• **Excerpt provided**:

****************************************

CHICAGO, IL – Bill Guide always thought he had a good working relationship with Ald. Matt O’Shea’s office as long as his former high school classmate has been in office and as long as Guide has owned the Cork and Kerry Tavern.

But after the popular Beverly Irish pub was ordered closed by the city on Sunday for what the Chicago Department of Business Affairs and Consumer Protection considers to be violations related to coronavirus pandemic guidelines for restaurants and bars, Guide believes someone in O’Shea’s office has something against the way he goes about his business.

Guide told Patch on Tuesday that he does not know how long Cork and Kerry’s Western Ave. location will be closed as it works to put together a safety plan that will allow the pub to reopen. He maintains that the timeline of events and violations that were issued by BACP and that were announced in a press release issued by O’Shea’s office on Monday and emailed to 19,000 constituents in the 19th Ward do not line up with what he believes are the facts of what is happening with his bar.

****************************************

• **Recorded information**:
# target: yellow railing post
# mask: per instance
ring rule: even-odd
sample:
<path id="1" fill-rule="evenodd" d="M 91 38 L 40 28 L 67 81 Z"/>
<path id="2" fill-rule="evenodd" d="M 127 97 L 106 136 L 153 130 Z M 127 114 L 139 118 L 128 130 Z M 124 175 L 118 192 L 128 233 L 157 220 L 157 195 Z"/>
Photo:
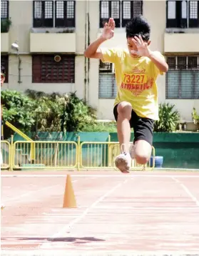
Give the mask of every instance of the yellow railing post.
<path id="1" fill-rule="evenodd" d="M 108 166 L 111 167 L 111 135 L 108 135 Z"/>
<path id="2" fill-rule="evenodd" d="M 80 170 L 81 154 L 81 144 L 80 144 L 80 136 L 78 136 L 78 147 L 77 147 L 77 159 L 78 159 L 77 169 L 78 169 L 78 171 Z"/>
<path id="3" fill-rule="evenodd" d="M 11 135 L 11 156 L 10 156 L 10 163 L 11 163 L 11 166 L 10 166 L 10 170 L 13 171 L 13 167 L 14 164 L 14 143 L 13 143 L 13 139 L 14 139 L 14 135 Z"/>

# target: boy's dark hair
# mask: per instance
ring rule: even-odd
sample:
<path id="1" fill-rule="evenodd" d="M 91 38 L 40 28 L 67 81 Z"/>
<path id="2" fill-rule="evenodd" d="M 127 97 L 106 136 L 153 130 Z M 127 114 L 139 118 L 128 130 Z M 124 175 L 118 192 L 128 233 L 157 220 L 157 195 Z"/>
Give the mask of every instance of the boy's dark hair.
<path id="1" fill-rule="evenodd" d="M 133 18 L 126 27 L 126 38 L 138 36 L 141 35 L 143 41 L 150 39 L 150 27 L 148 21 L 142 16 Z"/>
<path id="2" fill-rule="evenodd" d="M 1 73 L 4 74 L 6 74 L 6 69 L 2 65 L 1 65 Z"/>

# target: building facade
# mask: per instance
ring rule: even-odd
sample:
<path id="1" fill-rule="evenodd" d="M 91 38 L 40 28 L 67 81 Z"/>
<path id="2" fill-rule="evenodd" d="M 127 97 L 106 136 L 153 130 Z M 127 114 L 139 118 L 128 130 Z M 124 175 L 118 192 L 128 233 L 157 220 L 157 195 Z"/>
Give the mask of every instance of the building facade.
<path id="1" fill-rule="evenodd" d="M 87 59 L 83 51 L 110 16 L 115 36 L 102 46 L 126 47 L 126 22 L 142 14 L 151 25 L 151 50 L 169 65 L 158 79 L 159 103 L 174 104 L 182 121 L 192 120 L 193 107 L 199 112 L 199 1 L 1 0 L 1 7 L 4 88 L 76 92 L 98 119 L 113 119 L 114 67 Z M 15 41 L 18 52 L 11 47 Z"/>

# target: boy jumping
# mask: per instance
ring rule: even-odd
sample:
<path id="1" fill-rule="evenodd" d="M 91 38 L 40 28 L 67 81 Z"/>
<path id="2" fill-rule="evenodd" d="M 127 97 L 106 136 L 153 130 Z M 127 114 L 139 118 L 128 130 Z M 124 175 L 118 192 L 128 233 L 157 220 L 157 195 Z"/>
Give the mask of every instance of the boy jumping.
<path id="1" fill-rule="evenodd" d="M 168 67 L 160 52 L 149 49 L 150 27 L 142 16 L 136 16 L 126 25 L 128 49 L 99 49 L 113 36 L 114 29 L 115 21 L 110 18 L 101 36 L 88 46 L 84 56 L 114 63 L 118 93 L 113 114 L 121 148 L 115 163 L 123 173 L 128 173 L 131 158 L 145 164 L 150 157 L 153 123 L 158 119 L 156 79 Z M 131 152 L 131 128 L 134 131 Z"/>

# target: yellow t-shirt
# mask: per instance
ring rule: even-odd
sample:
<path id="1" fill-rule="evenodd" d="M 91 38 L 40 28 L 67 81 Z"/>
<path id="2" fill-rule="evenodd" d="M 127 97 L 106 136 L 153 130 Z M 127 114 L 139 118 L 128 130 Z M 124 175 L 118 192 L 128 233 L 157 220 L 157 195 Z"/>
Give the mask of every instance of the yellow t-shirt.
<path id="1" fill-rule="evenodd" d="M 133 58 L 128 49 L 101 51 L 103 62 L 115 64 L 118 93 L 114 106 L 126 101 L 131 104 L 138 116 L 158 119 L 156 79 L 160 72 L 156 66 L 148 57 Z M 156 53 L 164 58 L 160 52 Z"/>

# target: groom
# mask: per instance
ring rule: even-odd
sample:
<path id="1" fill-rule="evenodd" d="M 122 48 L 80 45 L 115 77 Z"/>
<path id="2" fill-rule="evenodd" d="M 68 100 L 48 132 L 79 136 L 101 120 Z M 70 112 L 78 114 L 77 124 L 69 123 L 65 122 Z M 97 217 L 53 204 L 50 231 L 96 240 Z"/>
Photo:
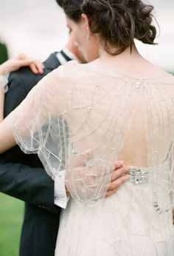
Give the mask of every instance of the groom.
<path id="1" fill-rule="evenodd" d="M 30 90 L 46 74 L 72 59 L 83 61 L 70 36 L 66 47 L 54 53 L 44 62 L 43 75 L 28 68 L 10 74 L 5 95 L 4 116 L 13 111 Z M 107 196 L 125 181 L 119 178 L 128 167 L 117 161 Z M 53 256 L 59 226 L 60 207 L 66 207 L 65 192 L 47 175 L 36 155 L 25 155 L 18 146 L 0 155 L 0 192 L 26 202 L 22 227 L 21 256 Z M 73 220 L 72 220 L 73 222 Z"/>

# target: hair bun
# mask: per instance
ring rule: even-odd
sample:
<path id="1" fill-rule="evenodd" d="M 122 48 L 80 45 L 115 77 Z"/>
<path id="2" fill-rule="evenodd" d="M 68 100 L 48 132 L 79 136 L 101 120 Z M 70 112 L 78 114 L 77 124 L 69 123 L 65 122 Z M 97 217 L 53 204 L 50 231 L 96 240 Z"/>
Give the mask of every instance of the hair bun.
<path id="1" fill-rule="evenodd" d="M 131 47 L 134 38 L 154 44 L 156 29 L 152 25 L 153 10 L 153 6 L 140 0 L 83 0 L 82 4 L 91 32 L 101 34 L 105 50 L 114 55 Z M 119 47 L 119 50 L 111 53 L 111 44 Z"/>

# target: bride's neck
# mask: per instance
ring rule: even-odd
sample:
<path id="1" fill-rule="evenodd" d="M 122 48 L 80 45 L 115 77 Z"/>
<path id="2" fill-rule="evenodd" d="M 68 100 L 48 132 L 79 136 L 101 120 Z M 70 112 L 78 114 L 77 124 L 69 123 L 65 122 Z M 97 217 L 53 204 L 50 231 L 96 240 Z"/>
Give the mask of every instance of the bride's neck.
<path id="1" fill-rule="evenodd" d="M 162 75 L 161 73 L 164 75 L 164 70 L 154 66 L 140 55 L 135 44 L 133 45 L 131 51 L 130 47 L 128 47 L 115 56 L 100 48 L 98 61 L 130 76 L 151 78 Z"/>

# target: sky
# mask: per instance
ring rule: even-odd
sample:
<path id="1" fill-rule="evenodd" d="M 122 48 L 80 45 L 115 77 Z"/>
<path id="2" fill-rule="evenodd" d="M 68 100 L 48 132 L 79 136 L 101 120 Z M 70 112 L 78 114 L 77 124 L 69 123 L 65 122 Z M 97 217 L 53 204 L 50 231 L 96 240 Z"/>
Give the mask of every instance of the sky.
<path id="1" fill-rule="evenodd" d="M 149 61 L 174 70 L 174 1 L 148 2 L 155 7 L 160 27 L 159 44 L 137 43 L 137 47 Z M 7 43 L 10 56 L 24 53 L 44 60 L 60 50 L 67 38 L 65 16 L 55 0 L 0 0 L 0 39 Z"/>

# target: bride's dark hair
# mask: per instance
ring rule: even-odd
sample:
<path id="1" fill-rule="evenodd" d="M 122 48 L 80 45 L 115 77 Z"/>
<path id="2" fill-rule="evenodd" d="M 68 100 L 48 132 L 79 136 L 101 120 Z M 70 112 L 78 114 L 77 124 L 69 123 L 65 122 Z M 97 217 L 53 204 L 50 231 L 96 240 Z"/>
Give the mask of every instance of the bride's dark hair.
<path id="1" fill-rule="evenodd" d="M 153 7 L 140 0 L 57 0 L 75 22 L 85 13 L 92 33 L 100 33 L 107 53 L 117 55 L 132 47 L 136 38 L 155 44 L 156 29 L 152 24 Z M 116 47 L 116 50 L 111 50 Z"/>

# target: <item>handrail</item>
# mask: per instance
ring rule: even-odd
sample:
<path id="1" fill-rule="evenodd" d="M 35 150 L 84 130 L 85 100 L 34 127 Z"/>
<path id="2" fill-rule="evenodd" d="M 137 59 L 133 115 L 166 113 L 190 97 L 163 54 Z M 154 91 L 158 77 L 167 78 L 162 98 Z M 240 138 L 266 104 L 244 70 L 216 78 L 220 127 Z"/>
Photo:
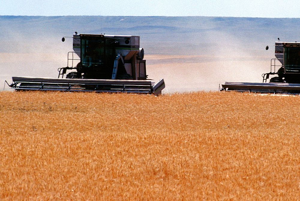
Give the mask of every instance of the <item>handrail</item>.
<path id="1" fill-rule="evenodd" d="M 270 71 L 271 73 L 277 73 L 276 71 L 276 66 L 280 66 L 280 67 L 282 67 L 283 66 L 283 65 L 282 64 L 280 65 L 276 65 L 276 60 L 283 60 L 283 59 L 279 59 L 278 58 L 276 58 L 274 59 L 271 59 L 271 70 Z M 272 63 L 272 61 L 274 61 L 273 62 L 274 64 Z M 273 68 L 272 68 L 273 67 Z"/>
<path id="2" fill-rule="evenodd" d="M 74 60 L 80 60 L 80 58 L 79 59 L 74 59 L 74 53 L 80 53 L 80 52 L 68 52 L 68 63 L 67 64 L 67 66 L 68 67 L 70 67 L 71 68 L 76 67 L 74 66 Z M 72 53 L 72 58 L 70 58 L 70 57 L 71 57 L 71 56 L 70 55 L 70 53 Z M 77 54 L 76 54 L 77 55 Z M 69 60 L 72 60 L 72 66 L 69 66 Z"/>

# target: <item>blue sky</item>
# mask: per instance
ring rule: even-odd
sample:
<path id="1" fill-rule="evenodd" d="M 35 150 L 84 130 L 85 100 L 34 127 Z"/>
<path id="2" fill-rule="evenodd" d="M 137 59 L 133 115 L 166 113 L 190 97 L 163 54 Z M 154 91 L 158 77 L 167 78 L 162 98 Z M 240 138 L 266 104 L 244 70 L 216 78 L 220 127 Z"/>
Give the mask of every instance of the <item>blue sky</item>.
<path id="1" fill-rule="evenodd" d="M 297 0 L 2 0 L 0 15 L 299 17 Z"/>

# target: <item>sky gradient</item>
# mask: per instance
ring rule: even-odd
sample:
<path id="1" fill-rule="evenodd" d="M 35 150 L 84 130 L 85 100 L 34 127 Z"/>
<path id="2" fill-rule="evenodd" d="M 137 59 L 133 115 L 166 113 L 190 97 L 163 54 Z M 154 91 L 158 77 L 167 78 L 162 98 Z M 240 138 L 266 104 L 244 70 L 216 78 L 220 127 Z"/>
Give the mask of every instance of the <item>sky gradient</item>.
<path id="1" fill-rule="evenodd" d="M 300 17 L 300 1 L 2 0 L 0 15 Z"/>

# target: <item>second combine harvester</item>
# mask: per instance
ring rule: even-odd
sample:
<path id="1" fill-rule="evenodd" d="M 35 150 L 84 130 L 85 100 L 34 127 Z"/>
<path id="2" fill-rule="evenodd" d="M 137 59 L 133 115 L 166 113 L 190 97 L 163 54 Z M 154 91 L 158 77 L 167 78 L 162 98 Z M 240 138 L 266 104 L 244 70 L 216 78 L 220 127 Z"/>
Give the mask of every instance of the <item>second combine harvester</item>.
<path id="1" fill-rule="evenodd" d="M 74 51 L 68 53 L 67 67 L 58 69 L 58 78 L 13 77 L 10 86 L 17 91 L 154 94 L 161 93 L 164 88 L 163 79 L 154 84 L 147 79 L 139 36 L 75 32 L 71 38 Z M 76 54 L 80 58 L 74 57 Z"/>
<path id="2" fill-rule="evenodd" d="M 278 41 L 274 46 L 275 58 L 271 60 L 270 73 L 262 75 L 262 82 L 226 82 L 220 90 L 300 93 L 300 43 Z"/>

****************************************

• **Problem to solve**:
In the article about the Cork and Kerry Tavern, rewrite the passage from "Guide told Patch" to "with his bar.", putting "statement" in place of "press release".

• **Solution to this task**:
Guide told Patch on Tuesday that he does not know how long Cork and Kerry’s Western Ave. location will be closed as it works to put together a safety plan that will allow the pub to reopen. He maintains that the timeline of events and violations that were issued by BACP and that were announced in a statement issued by O’Shea’s office on Monday and emailed to 19,000 constituents in the 19th Ward do not line up with what he believes are the facts of what is happening with his bar.